## Excerpted records
--- --- ---

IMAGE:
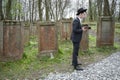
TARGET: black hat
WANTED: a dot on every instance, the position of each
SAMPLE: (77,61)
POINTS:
(81,10)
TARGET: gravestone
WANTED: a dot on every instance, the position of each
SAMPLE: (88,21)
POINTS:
(33,29)
(47,38)
(65,29)
(105,31)
(11,40)
(26,35)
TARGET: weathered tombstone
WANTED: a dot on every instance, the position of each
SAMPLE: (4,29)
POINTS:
(33,29)
(84,44)
(105,31)
(26,35)
(47,38)
(65,29)
(11,40)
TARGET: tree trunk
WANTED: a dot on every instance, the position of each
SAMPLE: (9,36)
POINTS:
(99,4)
(113,7)
(1,13)
(119,13)
(90,11)
(106,11)
(40,9)
(33,10)
(47,9)
(8,10)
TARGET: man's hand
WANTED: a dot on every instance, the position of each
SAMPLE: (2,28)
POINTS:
(84,29)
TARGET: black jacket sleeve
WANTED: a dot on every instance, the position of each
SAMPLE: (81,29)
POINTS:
(77,27)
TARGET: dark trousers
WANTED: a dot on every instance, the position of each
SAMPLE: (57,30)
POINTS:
(75,53)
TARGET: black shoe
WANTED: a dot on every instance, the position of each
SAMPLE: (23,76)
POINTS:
(79,64)
(78,68)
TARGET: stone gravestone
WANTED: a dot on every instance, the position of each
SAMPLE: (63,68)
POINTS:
(11,40)
(84,44)
(33,29)
(26,35)
(47,38)
(105,31)
(65,29)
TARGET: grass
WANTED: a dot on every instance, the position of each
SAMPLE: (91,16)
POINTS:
(33,67)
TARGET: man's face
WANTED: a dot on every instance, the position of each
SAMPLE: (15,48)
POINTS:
(83,15)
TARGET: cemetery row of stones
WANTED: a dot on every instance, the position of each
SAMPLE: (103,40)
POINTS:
(14,35)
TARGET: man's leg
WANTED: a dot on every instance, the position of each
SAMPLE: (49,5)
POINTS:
(75,53)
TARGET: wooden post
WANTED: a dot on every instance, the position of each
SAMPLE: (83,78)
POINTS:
(65,29)
(84,44)
(26,35)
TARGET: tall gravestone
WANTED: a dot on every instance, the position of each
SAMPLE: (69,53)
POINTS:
(65,29)
(26,34)
(47,38)
(11,40)
(84,44)
(105,31)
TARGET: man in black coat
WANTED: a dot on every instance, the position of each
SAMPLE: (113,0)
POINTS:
(76,36)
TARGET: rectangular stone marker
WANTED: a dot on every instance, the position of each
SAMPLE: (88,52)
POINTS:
(47,37)
(11,40)
(84,44)
(26,35)
(33,29)
(65,29)
(105,31)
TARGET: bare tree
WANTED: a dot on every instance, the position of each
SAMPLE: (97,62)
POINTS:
(40,9)
(113,6)
(119,13)
(1,12)
(8,10)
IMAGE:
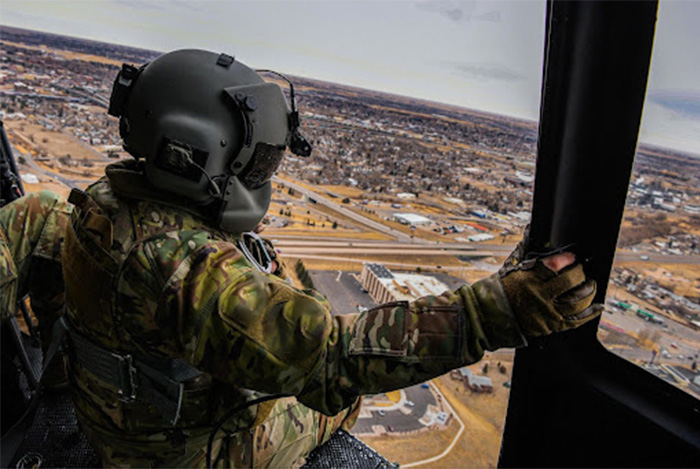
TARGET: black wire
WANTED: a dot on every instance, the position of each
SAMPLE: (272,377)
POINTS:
(228,415)
(291,87)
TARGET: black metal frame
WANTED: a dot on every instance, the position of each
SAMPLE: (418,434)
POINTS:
(573,403)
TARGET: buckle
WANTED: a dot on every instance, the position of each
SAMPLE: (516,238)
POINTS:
(127,378)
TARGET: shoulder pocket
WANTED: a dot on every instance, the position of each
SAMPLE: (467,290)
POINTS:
(382,331)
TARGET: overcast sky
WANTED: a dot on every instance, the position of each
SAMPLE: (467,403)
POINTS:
(483,55)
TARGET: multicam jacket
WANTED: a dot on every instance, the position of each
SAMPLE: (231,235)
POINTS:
(147,280)
(32,229)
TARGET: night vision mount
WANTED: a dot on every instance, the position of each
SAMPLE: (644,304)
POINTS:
(128,75)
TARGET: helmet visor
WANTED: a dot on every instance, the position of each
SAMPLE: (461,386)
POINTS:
(265,161)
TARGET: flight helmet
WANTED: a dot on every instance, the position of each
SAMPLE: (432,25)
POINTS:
(211,132)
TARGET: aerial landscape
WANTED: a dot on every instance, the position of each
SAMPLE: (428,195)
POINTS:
(401,198)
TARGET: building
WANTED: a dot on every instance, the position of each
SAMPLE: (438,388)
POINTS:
(476,383)
(385,286)
(412,219)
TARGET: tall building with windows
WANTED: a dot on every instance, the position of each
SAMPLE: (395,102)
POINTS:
(384,285)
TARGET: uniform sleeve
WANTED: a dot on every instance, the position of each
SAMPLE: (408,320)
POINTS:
(258,332)
(33,228)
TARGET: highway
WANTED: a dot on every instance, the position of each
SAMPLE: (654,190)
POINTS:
(300,246)
(344,211)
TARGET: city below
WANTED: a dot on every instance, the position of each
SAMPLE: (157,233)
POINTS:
(401,198)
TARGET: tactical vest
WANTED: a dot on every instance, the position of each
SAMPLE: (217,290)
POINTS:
(120,380)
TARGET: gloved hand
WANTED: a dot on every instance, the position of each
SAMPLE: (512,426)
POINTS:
(545,301)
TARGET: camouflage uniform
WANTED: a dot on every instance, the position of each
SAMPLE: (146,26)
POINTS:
(32,229)
(144,278)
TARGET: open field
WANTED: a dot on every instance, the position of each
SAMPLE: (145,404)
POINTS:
(408,448)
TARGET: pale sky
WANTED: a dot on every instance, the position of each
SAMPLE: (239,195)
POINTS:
(484,55)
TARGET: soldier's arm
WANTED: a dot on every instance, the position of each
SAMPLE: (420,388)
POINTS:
(258,332)
(32,229)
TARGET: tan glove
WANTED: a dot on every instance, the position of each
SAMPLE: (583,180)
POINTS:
(545,301)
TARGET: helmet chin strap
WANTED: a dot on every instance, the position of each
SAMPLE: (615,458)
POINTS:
(243,208)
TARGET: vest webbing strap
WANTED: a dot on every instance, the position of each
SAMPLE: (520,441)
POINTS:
(159,381)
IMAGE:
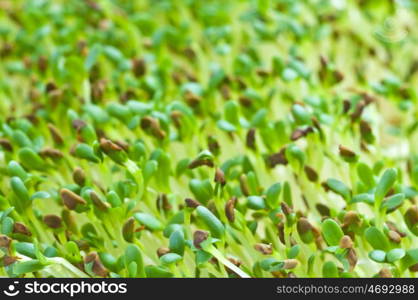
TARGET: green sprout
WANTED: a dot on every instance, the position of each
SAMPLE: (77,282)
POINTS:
(236,139)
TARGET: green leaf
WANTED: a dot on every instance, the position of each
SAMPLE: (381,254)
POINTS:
(385,184)
(395,254)
(377,255)
(27,267)
(272,195)
(20,190)
(201,189)
(177,242)
(330,270)
(376,239)
(339,188)
(332,232)
(393,202)
(256,202)
(215,226)
(293,252)
(133,254)
(170,258)
(157,272)
(365,174)
(149,221)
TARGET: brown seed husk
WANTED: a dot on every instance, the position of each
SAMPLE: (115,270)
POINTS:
(53,221)
(199,236)
(265,249)
(98,268)
(162,251)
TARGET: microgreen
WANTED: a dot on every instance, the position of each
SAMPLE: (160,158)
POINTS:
(204,139)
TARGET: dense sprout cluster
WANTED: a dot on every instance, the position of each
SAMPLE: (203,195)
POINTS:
(263,138)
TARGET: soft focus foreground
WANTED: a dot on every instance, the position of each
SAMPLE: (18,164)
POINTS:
(265,138)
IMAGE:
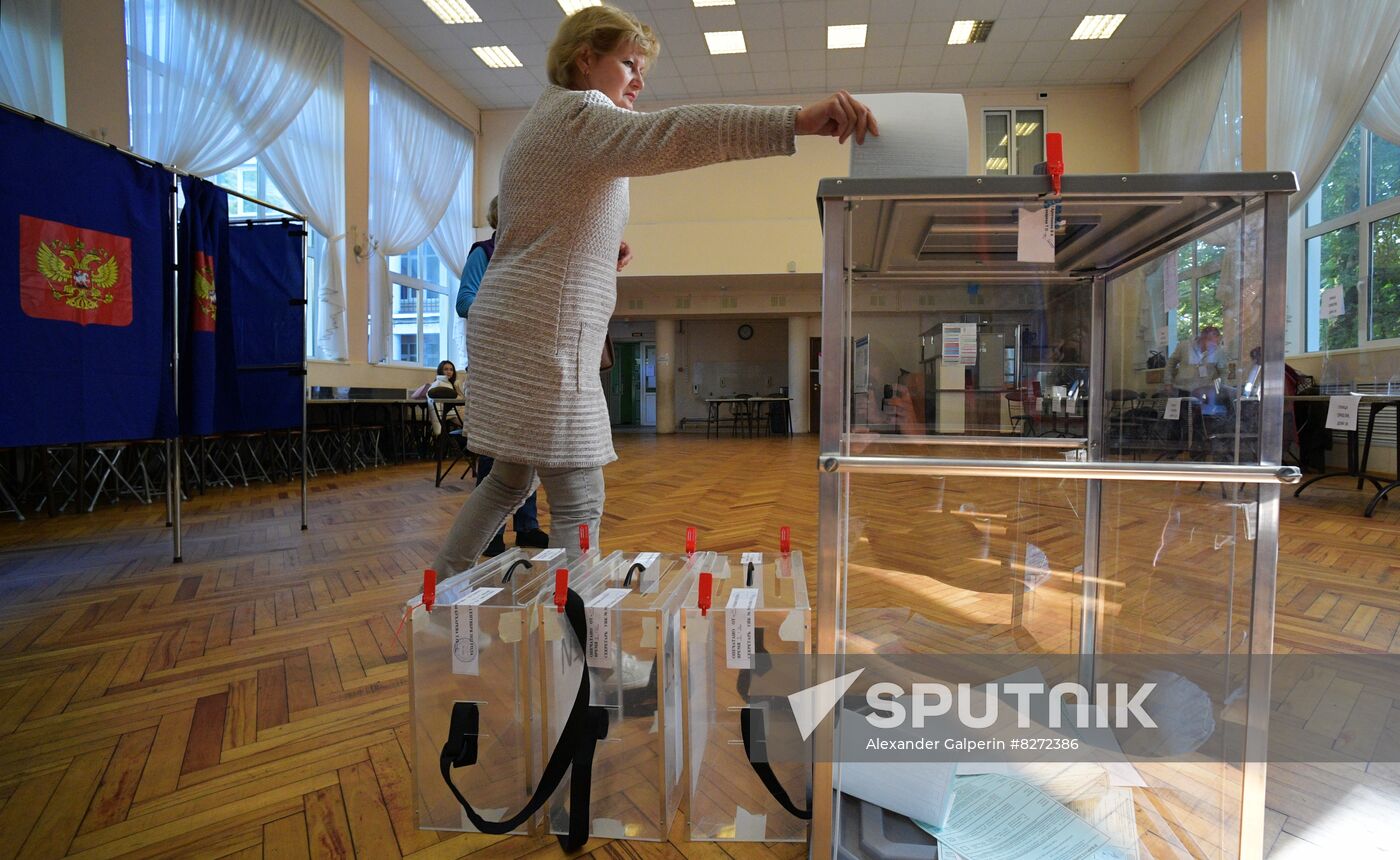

--- --- ---

Please copy out all of the data above word for word, leaving out the pictures.

IMAGE:
TARGET: black hat
WANTED: a dot on every instance, the position of each
SAMPLE: (77,61)
POINTS:
(81,10)
TARGET: gravestone
WANTED: a dot on every instance, the position of each
SAMPLE: (88,21)
POINTS:
(33,29)
(47,38)
(65,29)
(105,31)
(11,40)
(26,35)
TARGET: weathered tombstone
WANTED: a dot on every instance, the position of each
SAMPLE: (4,29)
POINTS:
(33,29)
(84,44)
(105,31)
(26,35)
(47,38)
(65,29)
(11,40)
TARGET: tree trunk
WANTED: a dot on every instance, the position of each
SAMPLE: (9,36)
POINTS:
(99,4)
(113,7)
(1,13)
(119,13)
(90,11)
(106,11)
(40,9)
(33,10)
(47,9)
(8,10)
TARGET: man's hand
WANTED: a dot on every instance, the position of each
SAMPLE: (2,28)
POINTS:
(84,29)
TARGET: black jacket sleeve
WANTED: a dot on every instance, the position of each
SAMPLE: (81,29)
POINTS:
(77,27)
TARGET: dark trousers
WANTED: a dot on every instance, the position of each
SAMPLE: (57,30)
POINTS:
(75,53)
TARGET: black shoe
WANTED: a dot on every instance, the position of each
SAMPLE: (23,76)
POINTS:
(79,64)
(78,68)
TARGET: stone gravestone
WANTED: a dot on every instance, the position of each
SAMPLE: (63,68)
POINTS:
(11,40)
(84,44)
(33,29)
(26,35)
(47,38)
(105,31)
(65,29)
TARGET: grass
WANTED: a dot on every instance, the position of each
SAMPLE: (91,16)
POINTS:
(33,67)
TARGET: man's face
WANTED: a dot on every instance, the position of each
SAMPLE: (15,48)
POINTS:
(83,15)
TARGET: cemetery row of stones
WANTED: a dot on every instance, the position of each
SAMPLE: (103,40)
POINTS:
(14,35)
TARGET: man's leg
WANTED: a dot on every instance, the position of each
SAMPLE: (49,5)
POINTS:
(75,53)
TARGET: wooden post
WANTED: a dot on every instance, the position of each
SAMPLE: (83,78)
POINTS:
(65,29)
(84,44)
(26,35)
TARGET: tall gravestone
WANTED: a dot on every instance, the position of each
SAMPLE: (69,53)
POINTS:
(65,29)
(26,34)
(47,38)
(11,40)
(84,44)
(105,31)
TARGET: man in black coat
WANTED: a dot on every instance, the position of each
SAMPLE: (113,0)
POINTS:
(76,36)
TARGET: rectangular stone marker
WANTED: a dot on every instance, the position of each
SAMPLE: (88,52)
POINTS:
(47,37)
(11,40)
(84,44)
(26,35)
(33,29)
(65,29)
(105,31)
TARGET: bare tree
WANTED: a dot on every instance, the position of each
SAMPLE: (97,62)
POINTS:
(40,9)
(113,6)
(119,13)
(1,12)
(8,10)
IMAGE:
TARGET: black wire
WANTED: a dot on every instance, the position of each
SAMPLE: (272,377)
POINTS:
(228,415)
(291,87)
TARGET: black metal frame
WANTED: a dot on every instance, the position of each
SAMPLE: (418,434)
POINTS:
(573,403)
TARGET: buckle
WANTED: a dot on every instance, the position of each
SAMPLE: (516,238)
POINTS:
(127,378)
TARGET: shoulder pocket
WANTED: a dot on every instance, the position of each
SAMPLE: (467,290)
POINTS:
(382,331)
TARGET: overcast sky
WANTED: a dot on every instance, the position of each
SAMPLE: (467,403)
POINTS:
(483,55)
TARGET: multicam jacket
WANTED: a dot on every instance, the position of each
SAMPLE: (231,235)
POINTS:
(147,280)
(32,229)
TARGET: night vision mount
WANTED: a dot on every instance, the position of each
SAMPLE: (644,304)
POINTS:
(128,75)
TARGET: helmet visor
WANTED: a dot on every instance, the position of each
SAMPLE: (461,386)
POINTS:
(265,161)
TARGET: flight helmet
WANTED: a dot on every instance, the position of each
SAMPLE: (432,25)
POINTS:
(211,132)
TARGET: aerial landscape
WANTED: a dot on every instance, the position of each
SAMPLE: (428,195)
POINTS:
(401,198)
TARGET: building
WANTED: a dot on every instance, the position of each
SAMPLE: (438,388)
POINTS:
(476,383)
(385,286)
(412,219)
TARGET: tall building with windows
WANTED: a dot on every instance, the position of each
SAMPLE: (395,102)
POINTS:
(384,285)
TARGET: uniform sleeve
WANTED: a dot on every instance, the position of each
SAMPLE: (408,320)
POINTS:
(258,332)
(33,228)
TARGET: highway
WANTED: a dot on every instance, the position of each
SAMPLE: (654,190)
POINTS:
(300,246)
(344,211)
TARGET: city below
WANTED: a dot on every instance, the position of each
SAMPLE: (157,233)
POINTS:
(401,198)
TARGET: tactical vest
WANTED: a dot on every instance, the position of each
SAMPLE: (217,290)
POINTS:
(120,380)
TARGET: gloved hand
WANTED: a dot on every instance, the position of each
SAMPLE: (512,426)
POINTS:
(545,301)
TARGET: camouflage uniform
WANTED: a dot on every instance, the position of each
SAMPLE: (146,26)
POINTS:
(32,229)
(144,278)
TARGET: open field
WANTED: a dot on every instance, the position of each
SAMPLE: (145,404)
POINTS:
(408,448)
TARGET: pale sky
WANTED: a dot on every instance, the position of each
SAMPLE: (239,195)
POINTS:
(484,55)
TARGET: soldier's arm
WANTED: a dot on every instance, the position of each
SAMPLE: (420,388)
POINTS:
(258,332)
(32,229)
TARGET: tan glove
WANTED: a dot on every instance, the position of each
SAMPLE: (583,180)
POINTS:
(545,301)
TARGET: helmet chin strap
WANTED: a dot on every instance, the position of each
SAMPLE: (615,458)
POINTS:
(243,208)
TARGET: vest webbing strap
WANTED: a dot on every instance, the position of each
SAMPLE: (520,441)
POINTS:
(159,381)
IMAGE:
TARGET: green sprout
WANTED: a dot on every instance, the position of each
SAMPLE: (77,282)
POINTS:
(236,139)
TARGET: green leaf
WANTED: a dot on every instance, the position of each
SAMPLE: (381,254)
POINTS:
(385,184)
(395,254)
(377,255)
(27,267)
(272,195)
(20,190)
(201,189)
(177,242)
(330,270)
(376,239)
(339,188)
(332,232)
(393,202)
(256,202)
(215,226)
(293,252)
(133,254)
(170,258)
(157,272)
(365,174)
(149,221)
TARGET: brown seed husk
WANTED: a dot on every instance, the position of each
SAMPLE: (115,270)
POINTS:
(53,221)
(199,236)
(265,249)
(98,268)
(162,251)
TARGET: microgreen
WANTED: a dot on every instance, the position of each
SAMPLE: (160,158)
POINTS:
(204,139)
TARGET: dense sprout cluster
WANTED: a dot on every instance, the position of each
SAMPLE: (203,195)
POINTS:
(263,138)
TARGET: soft focus foreground
WANTED: a dot on every instance, the position of each
SAMPLE: (18,164)
POINTS:
(265,138)
IMAGE:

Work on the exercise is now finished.